- [PASSAGE TO READ]
INDIVIDUAL LIBERTYThe Antifederalists and the Fight for a Bill of Rights
Americans will elect a new president in 2016. We will choose from candidates with different backgrounds, records, and ideologies. But there’s one thing you can bet they’ll all have in common: Every single one of them will praise, with great feeling and fervor, American freedom.
We hear the word “freedom” tossed about so frequently by politicians that it rarely means what it once meant to the patriots who declared the right to it inalienable in 1776 and who secured it on bloody battlefields from Lexington to Yorktown. The next time you hear politicians invoking American freedom, ask yourself: Do they mean what our founding fathers meant? Do they even understand what the founders meant? Do they care? Leaders cannot be expected to defend principles they do not understand.
It is the job of each of us, particularly those of us in public office, to remember, first, where our freedoms come from, and, second, how and why the most sacred of those freedoms were written into the Bill of Rights of our Constitution. For a story of the former—where our freedoms come from—I would recommend the Bible, because we were endowed with our inalienable rights “by our Creator.” But for a look back at the latter—how and why those freedoms found protection in our Bill of Rights—read on. It’s the topic of this chapter.
There’s an old saying: Winners write the history books. And because the men who wrote and advocated for the Constitution succeeded in securing its ratification, history tends to remember them as white knights, and their opponents, dubbed the “antifederalists,” as the villains. But that is an oversimplification. Many antifederalists wanted to ratify the Constitution, but only if it included a Bill of Rights to provide explicit protection for liberties such as free speech, the free exercise of religion, the right to keep and bear arms, and the enduring role of states and state governments.1 Arrayed against the antifederalists’ demand for a Bill of Rights were such federalists as George Washington, James Madison, and Alexander Hamilton.

- [STATED TASK 1]
Pull out every line of the listing below that contains the string "downspout", treating uppercase and lowercase as different.

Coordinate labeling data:
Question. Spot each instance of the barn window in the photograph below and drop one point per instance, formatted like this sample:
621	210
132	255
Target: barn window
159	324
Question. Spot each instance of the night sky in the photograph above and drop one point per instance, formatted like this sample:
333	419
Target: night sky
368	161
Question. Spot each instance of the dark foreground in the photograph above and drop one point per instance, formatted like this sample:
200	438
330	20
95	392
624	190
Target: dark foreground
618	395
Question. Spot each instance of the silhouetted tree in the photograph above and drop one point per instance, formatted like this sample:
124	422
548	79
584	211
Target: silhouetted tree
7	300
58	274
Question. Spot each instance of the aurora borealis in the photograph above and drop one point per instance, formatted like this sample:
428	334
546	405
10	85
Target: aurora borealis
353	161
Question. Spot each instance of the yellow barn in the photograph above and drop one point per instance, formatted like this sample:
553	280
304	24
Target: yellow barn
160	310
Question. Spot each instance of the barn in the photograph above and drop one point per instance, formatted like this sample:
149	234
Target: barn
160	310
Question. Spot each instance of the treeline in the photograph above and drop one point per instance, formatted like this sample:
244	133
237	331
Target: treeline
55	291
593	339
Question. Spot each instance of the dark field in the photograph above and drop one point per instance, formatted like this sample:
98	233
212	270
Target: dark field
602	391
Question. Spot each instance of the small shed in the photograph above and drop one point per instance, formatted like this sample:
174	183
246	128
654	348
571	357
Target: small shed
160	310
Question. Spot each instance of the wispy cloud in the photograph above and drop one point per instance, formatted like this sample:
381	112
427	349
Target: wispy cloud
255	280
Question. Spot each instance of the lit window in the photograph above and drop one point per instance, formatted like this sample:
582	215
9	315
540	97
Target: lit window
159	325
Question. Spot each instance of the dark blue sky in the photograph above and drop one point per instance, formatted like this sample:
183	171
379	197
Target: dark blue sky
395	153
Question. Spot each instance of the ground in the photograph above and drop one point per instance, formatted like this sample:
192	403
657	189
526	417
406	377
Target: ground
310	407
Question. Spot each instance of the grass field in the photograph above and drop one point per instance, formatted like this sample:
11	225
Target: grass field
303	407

--

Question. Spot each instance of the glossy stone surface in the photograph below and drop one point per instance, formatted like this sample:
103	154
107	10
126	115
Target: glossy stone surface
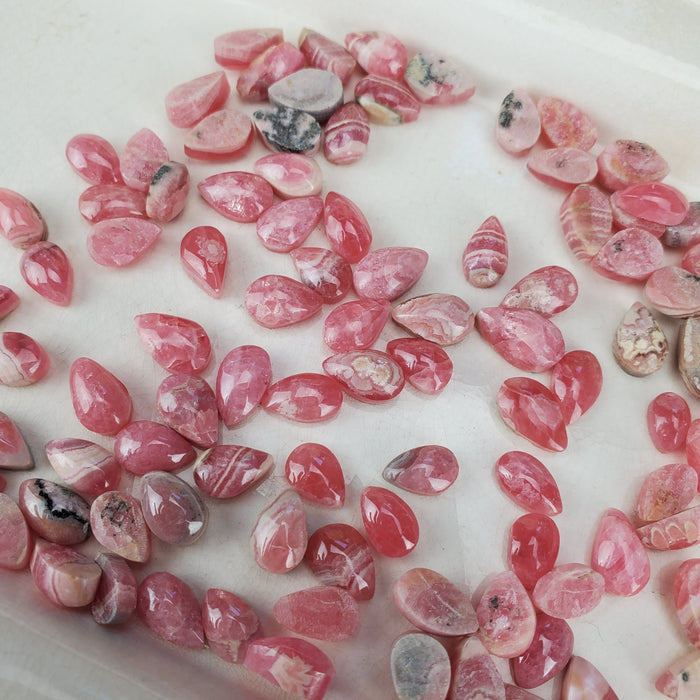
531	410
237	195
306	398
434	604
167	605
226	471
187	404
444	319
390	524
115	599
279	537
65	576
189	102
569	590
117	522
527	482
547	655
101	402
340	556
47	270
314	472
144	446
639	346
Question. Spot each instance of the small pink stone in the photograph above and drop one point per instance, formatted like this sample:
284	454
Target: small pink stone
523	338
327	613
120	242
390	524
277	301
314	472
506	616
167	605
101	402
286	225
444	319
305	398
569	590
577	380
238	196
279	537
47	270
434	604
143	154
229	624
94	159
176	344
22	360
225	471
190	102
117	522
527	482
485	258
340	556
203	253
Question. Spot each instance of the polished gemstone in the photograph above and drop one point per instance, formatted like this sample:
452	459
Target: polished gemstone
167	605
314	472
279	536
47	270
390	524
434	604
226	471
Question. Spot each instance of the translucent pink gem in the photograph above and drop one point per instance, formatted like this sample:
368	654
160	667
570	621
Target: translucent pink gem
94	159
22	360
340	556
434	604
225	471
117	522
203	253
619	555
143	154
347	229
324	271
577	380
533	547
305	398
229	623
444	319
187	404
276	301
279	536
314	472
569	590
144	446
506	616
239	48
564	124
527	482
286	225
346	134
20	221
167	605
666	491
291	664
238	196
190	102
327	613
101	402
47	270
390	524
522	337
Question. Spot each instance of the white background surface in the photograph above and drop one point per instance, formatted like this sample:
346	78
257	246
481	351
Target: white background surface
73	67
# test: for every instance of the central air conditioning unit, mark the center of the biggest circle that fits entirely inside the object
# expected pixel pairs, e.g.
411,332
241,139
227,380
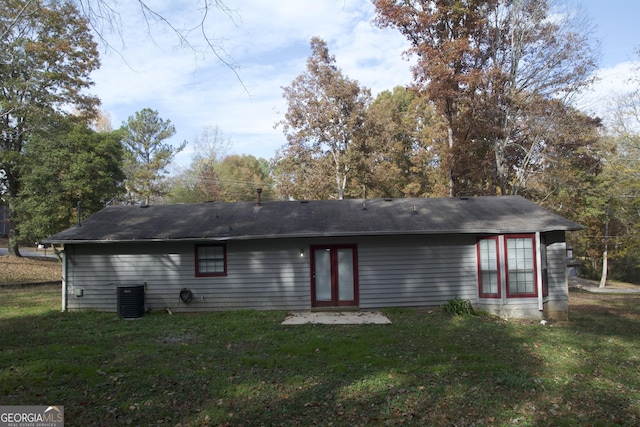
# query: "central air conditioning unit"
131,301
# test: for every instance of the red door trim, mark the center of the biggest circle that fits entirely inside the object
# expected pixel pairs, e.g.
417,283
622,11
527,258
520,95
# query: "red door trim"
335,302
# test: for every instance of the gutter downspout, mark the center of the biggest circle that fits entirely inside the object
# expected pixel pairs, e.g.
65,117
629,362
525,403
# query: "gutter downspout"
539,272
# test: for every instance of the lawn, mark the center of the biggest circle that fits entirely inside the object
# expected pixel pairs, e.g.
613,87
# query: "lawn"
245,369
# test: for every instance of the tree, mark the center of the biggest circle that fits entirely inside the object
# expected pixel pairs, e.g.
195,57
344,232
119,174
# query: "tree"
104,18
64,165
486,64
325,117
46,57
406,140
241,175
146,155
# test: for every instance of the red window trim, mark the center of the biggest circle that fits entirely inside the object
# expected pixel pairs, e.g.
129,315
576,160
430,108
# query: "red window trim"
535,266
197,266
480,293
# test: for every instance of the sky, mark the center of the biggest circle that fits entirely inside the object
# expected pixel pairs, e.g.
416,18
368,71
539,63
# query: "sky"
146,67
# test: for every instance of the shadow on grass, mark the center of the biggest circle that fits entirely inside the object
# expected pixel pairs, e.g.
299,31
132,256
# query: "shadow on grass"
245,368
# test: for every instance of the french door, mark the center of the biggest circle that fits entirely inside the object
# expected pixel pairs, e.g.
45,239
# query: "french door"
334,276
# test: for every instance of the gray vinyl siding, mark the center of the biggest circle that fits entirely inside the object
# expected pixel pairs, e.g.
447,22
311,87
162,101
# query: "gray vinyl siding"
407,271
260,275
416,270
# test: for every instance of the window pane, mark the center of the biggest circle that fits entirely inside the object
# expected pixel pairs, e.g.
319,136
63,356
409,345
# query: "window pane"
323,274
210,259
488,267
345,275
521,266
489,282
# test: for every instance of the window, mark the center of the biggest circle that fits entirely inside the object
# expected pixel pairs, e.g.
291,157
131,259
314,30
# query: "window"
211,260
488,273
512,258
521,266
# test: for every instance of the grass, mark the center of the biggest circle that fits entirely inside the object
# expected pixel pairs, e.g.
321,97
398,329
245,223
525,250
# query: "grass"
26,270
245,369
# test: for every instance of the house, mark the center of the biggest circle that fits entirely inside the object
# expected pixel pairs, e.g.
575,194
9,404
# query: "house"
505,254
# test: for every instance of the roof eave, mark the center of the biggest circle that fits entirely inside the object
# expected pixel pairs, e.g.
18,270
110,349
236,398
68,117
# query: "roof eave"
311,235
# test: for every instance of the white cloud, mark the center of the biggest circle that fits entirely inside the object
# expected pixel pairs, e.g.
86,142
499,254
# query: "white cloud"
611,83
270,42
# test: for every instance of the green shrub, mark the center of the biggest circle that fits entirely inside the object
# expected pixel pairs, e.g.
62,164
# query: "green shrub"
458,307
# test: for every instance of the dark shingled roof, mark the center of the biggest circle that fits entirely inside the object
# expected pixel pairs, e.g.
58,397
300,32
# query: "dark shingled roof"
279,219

* * *

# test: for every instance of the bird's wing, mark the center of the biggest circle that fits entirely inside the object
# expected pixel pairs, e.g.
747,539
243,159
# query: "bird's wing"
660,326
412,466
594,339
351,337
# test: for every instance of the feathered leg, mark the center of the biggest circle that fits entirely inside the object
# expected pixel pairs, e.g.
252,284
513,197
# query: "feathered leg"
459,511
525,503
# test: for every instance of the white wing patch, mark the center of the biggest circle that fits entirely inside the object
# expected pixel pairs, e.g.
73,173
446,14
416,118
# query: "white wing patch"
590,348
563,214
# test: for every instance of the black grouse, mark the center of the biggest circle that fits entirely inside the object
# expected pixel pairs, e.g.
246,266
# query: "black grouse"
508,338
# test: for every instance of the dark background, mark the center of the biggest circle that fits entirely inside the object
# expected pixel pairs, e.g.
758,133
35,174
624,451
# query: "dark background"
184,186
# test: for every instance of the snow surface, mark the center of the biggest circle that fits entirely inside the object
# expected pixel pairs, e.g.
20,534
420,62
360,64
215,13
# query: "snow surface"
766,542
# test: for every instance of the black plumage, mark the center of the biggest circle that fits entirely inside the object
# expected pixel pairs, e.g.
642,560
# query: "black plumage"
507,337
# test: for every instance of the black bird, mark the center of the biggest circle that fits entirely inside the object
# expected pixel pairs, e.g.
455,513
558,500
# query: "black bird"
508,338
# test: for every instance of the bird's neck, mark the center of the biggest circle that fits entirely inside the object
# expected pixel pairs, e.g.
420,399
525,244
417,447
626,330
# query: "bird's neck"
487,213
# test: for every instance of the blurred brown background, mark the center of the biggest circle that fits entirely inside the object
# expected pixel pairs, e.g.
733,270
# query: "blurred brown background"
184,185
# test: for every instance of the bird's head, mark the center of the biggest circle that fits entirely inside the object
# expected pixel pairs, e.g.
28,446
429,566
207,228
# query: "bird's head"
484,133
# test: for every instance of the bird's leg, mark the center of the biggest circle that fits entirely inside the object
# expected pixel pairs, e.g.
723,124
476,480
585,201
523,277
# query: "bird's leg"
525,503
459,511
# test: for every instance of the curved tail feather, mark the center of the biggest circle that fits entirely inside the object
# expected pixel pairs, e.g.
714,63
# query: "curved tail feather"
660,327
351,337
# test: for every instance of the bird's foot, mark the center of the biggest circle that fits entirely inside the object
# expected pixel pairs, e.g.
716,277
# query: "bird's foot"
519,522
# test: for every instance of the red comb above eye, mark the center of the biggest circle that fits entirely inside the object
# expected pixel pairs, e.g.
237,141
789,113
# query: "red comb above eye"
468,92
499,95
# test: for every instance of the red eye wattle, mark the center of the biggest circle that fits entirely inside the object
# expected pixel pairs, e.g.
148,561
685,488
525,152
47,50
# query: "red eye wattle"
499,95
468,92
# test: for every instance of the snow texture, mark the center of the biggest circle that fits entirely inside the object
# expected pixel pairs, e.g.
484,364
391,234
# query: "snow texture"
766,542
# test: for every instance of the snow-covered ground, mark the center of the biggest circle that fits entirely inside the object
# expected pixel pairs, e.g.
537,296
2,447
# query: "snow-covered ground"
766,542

- [STATED TASK 2]
Write out the passage about the Bill of Rights word for word, from "There’s an old" to "and Alexander Hamilton.".

- [FULL ANSWER 1]
# test: for every instance of the gutter downspout, mark the center of the biggest circle that fits entirely inside the object
# query: "gutter downspout"

- [FULL ANSWER 2]
There’s an old saying: Winners write the history books. And because the men who wrote and advocated for the Constitution succeeded in securing its ratification, history tends to remember them as white knights, and their opponents, dubbed the “antifederalists,” as the villains. But that is an oversimplification. Many antifederalists wanted to ratify the Constitution, but only if it included a Bill of Rights to provide explicit protection for liberties such as free speech, the free exercise of religion, the right to keep and bear arms, and the enduring role of states and state governments.1 Arrayed against the antifederalists’ demand for a Bill of Rights were such federalists as George Washington, James Madison, and Alexander Hamilton.